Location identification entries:
────
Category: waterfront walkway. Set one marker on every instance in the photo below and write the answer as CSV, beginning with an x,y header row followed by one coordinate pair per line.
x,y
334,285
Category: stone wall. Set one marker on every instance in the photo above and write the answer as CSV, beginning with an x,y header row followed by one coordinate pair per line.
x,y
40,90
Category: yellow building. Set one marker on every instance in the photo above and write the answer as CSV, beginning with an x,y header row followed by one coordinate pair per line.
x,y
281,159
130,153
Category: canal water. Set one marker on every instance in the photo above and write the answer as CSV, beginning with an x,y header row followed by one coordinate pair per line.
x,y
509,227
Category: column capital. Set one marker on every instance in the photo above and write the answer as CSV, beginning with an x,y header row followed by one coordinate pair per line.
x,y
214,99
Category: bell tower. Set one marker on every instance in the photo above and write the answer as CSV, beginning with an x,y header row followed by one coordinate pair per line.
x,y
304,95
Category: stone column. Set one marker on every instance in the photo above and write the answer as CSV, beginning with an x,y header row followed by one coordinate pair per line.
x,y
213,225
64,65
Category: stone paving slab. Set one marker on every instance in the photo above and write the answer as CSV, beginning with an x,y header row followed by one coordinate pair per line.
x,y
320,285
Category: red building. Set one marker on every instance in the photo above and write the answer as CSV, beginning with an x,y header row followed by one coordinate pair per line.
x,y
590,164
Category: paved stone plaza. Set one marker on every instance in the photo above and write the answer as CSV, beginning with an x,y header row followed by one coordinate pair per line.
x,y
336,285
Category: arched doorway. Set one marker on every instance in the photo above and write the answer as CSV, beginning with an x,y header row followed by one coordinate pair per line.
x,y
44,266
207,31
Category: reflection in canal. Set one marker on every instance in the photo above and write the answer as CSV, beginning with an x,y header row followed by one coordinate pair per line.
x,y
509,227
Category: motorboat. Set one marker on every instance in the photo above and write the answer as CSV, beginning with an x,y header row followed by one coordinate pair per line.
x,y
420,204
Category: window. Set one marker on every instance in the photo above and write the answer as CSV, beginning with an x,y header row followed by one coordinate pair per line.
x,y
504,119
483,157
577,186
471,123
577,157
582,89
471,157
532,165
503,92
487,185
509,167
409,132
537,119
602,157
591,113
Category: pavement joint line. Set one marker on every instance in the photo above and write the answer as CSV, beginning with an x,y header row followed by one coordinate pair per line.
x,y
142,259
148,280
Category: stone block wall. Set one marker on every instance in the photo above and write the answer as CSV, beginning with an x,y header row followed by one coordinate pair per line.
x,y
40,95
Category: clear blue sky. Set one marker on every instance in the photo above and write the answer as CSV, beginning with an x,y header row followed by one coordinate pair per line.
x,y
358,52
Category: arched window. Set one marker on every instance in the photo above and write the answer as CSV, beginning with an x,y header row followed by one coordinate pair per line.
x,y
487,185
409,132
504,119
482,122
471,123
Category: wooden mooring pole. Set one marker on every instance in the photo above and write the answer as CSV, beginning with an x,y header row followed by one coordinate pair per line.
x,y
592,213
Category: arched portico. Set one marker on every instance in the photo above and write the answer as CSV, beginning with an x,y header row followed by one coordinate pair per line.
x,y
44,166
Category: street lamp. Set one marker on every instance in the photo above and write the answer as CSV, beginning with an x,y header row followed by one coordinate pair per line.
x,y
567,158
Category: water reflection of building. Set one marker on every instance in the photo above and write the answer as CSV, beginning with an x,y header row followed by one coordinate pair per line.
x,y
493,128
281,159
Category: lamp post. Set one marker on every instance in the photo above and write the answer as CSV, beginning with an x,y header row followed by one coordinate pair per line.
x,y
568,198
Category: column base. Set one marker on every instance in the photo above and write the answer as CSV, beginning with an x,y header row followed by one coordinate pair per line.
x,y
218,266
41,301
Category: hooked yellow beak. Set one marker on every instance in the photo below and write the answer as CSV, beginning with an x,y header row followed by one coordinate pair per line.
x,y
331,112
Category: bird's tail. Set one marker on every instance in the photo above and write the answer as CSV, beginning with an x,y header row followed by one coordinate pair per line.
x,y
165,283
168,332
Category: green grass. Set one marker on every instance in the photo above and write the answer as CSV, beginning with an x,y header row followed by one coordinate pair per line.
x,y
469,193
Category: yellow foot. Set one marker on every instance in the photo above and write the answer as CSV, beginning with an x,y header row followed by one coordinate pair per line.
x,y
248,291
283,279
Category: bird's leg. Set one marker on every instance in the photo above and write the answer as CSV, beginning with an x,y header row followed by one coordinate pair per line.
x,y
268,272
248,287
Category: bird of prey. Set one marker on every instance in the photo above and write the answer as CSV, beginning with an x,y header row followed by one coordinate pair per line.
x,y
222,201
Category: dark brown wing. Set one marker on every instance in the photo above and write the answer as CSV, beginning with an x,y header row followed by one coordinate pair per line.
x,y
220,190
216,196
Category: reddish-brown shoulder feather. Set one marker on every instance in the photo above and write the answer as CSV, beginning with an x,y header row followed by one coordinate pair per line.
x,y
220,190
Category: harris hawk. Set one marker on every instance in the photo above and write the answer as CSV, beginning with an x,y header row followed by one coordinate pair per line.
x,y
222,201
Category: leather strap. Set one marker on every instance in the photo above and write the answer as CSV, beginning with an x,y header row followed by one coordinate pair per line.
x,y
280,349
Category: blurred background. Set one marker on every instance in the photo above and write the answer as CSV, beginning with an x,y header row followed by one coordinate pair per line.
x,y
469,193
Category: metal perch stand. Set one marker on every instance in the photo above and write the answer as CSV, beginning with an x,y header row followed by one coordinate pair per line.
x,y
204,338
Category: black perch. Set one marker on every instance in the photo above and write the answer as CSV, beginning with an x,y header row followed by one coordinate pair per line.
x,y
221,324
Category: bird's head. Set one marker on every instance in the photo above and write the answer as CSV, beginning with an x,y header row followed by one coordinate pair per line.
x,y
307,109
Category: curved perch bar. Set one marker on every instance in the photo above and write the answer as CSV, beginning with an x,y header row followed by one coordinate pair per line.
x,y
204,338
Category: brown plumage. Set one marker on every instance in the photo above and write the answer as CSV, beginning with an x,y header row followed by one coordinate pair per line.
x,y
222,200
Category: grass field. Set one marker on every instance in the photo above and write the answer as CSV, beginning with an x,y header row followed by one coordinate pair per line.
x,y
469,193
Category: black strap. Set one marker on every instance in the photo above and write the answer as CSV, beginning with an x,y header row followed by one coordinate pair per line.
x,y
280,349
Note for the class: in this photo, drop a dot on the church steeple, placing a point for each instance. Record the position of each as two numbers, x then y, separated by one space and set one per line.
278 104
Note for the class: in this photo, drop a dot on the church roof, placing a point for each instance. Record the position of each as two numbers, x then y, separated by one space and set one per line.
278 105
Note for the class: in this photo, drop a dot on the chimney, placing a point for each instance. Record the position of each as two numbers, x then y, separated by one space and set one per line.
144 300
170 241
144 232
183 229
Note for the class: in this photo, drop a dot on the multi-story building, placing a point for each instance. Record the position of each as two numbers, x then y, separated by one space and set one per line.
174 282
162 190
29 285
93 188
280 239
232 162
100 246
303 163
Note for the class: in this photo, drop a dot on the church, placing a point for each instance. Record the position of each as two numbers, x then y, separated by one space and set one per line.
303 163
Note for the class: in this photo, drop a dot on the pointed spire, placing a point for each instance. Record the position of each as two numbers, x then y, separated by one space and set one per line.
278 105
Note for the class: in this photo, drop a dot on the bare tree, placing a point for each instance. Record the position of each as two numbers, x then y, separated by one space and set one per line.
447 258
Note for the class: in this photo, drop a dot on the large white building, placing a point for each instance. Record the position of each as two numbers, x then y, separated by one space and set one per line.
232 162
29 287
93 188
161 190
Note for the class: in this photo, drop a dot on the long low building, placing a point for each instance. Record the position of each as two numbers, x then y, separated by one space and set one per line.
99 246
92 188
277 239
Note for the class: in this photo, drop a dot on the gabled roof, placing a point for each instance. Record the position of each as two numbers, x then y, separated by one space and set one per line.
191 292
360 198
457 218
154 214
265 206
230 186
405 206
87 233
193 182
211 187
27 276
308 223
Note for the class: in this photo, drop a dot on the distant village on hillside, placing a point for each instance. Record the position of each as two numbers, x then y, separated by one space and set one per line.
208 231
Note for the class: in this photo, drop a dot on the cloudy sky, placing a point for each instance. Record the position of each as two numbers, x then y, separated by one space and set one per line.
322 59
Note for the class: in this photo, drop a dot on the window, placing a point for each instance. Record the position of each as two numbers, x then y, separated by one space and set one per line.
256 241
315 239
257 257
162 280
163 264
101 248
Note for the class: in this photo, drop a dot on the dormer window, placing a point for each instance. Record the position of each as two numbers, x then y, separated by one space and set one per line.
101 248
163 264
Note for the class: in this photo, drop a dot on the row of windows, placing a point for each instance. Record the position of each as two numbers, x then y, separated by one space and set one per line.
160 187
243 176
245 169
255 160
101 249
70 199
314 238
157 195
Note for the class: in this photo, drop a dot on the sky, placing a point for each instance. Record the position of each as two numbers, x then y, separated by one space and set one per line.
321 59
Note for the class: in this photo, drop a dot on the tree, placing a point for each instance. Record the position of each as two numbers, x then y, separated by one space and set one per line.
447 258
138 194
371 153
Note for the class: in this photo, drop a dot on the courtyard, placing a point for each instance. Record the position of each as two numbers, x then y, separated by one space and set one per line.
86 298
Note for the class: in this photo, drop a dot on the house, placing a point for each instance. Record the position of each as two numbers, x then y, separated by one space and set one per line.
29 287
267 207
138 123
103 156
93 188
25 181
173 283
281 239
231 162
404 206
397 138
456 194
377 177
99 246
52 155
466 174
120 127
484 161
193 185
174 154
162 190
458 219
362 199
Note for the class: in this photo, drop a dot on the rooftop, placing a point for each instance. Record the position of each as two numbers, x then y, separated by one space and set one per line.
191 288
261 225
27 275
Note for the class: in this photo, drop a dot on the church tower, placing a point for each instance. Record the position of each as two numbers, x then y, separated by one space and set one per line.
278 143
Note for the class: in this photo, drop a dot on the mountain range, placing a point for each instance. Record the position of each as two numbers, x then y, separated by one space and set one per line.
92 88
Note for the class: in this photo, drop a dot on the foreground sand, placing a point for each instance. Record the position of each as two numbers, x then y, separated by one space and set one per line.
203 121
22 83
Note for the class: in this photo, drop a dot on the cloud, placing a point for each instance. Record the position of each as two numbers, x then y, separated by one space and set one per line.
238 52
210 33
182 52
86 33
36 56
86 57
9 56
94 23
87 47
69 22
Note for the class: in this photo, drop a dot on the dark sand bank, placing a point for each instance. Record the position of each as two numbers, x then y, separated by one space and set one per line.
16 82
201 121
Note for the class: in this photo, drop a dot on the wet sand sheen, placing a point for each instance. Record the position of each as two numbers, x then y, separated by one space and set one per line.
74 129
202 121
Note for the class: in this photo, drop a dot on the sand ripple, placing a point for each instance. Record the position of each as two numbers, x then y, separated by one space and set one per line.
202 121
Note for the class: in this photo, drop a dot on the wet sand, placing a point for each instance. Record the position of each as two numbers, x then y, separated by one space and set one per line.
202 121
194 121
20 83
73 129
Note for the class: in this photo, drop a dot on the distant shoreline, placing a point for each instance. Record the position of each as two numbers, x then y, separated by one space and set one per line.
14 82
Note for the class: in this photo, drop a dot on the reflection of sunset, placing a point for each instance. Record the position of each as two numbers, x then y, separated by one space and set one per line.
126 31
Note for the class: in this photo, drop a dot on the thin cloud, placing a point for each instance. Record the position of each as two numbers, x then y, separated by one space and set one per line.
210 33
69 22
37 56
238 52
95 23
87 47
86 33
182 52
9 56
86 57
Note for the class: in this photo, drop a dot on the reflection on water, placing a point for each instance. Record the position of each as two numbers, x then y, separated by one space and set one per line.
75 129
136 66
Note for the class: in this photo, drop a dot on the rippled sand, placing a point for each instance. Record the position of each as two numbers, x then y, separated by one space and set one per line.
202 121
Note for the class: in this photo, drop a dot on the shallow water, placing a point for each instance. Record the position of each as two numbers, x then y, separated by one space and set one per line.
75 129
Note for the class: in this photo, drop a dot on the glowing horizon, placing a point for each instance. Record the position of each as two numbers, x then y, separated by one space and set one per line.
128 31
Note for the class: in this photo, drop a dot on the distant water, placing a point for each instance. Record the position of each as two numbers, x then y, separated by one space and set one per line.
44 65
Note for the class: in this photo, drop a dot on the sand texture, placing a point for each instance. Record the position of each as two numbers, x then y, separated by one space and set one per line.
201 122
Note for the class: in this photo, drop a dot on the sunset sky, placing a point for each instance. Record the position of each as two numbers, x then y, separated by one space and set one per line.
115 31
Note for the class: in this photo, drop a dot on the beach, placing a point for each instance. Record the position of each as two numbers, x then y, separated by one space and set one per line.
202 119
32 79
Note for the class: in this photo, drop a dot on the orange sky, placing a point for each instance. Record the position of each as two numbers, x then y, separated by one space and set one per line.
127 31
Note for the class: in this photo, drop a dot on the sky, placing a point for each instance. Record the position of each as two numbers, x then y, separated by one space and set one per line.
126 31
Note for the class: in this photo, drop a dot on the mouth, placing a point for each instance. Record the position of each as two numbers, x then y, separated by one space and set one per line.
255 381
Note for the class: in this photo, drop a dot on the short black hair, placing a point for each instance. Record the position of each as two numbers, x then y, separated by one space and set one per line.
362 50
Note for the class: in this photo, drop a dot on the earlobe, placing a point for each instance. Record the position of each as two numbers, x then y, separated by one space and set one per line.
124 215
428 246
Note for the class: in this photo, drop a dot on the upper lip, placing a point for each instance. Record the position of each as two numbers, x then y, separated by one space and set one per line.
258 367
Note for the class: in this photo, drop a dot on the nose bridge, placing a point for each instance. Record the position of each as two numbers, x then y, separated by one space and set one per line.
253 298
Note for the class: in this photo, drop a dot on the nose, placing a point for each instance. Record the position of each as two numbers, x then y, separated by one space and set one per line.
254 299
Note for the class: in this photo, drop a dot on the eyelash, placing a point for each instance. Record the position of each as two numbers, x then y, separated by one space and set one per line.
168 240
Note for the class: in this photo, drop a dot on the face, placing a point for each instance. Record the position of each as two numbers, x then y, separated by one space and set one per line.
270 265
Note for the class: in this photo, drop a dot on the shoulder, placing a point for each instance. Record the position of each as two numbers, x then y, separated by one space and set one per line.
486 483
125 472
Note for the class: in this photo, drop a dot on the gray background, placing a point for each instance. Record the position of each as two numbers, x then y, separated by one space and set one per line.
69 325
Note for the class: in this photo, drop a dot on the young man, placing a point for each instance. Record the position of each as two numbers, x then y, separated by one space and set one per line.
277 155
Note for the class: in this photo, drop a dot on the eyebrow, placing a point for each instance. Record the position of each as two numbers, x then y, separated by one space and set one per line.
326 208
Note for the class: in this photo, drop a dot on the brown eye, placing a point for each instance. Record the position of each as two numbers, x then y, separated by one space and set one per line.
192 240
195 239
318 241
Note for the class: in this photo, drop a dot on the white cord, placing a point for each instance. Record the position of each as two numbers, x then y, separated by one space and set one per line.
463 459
────
The exercise:
Find the line containing "the nose, placing". Reproduce it exactly, along with every line after it through the last.

The reply:
Note for the class: in this photo, drop a dot on the nose, placing a point for each instance. Record the position of each as two numbers, x then y, separated by one space and set one per line.
254 299
Note for the class: in this photo, drop a dot on the eyelash, placing a point for each instance. Record the position of each as two numbers, x then y, separated by one space and set one per line.
168 240
Note for the class: in this photo, drop a dot on the face, placing a point for each instance. Record the position of each as two numbers, x then y, separated by one space and set one per line.
270 265
Note for the class: in this photo, drop a dot on the shoulder, placing a point for each instance. Record the position of each as two numbers, x then y, separated by one space and set one per line.
486 483
125 472
Note for the class: in this photo, drop a dot on the gray background, placing a point for each instance. Record the position of each as two numbers, x then y, separated by one space and set one per line.
69 325
Note for the class: in this photo, drop a dot on the young man, placing a point for each instance. Record the position of each as two numbers, x then y, separated by one space and set one per line.
277 155
Note for the class: in this photo, drop a dot on the eyebrow, placing a point for each instance. Record the position of each as two numbers, x then y, separated by one space and set one per line.
326 208
Note for the class: in this photo, drop a dot on the brown eye, placing a point for each instance. Record the position of each as two numbers, x then y, separated by one space and set one per line.
192 240
195 239
318 241
Note for the class: in this photo, drop a dot on the white cord, placing a point for each instance. Record the position of each as two numbers, x then y, separated by one space and set one per line.
463 459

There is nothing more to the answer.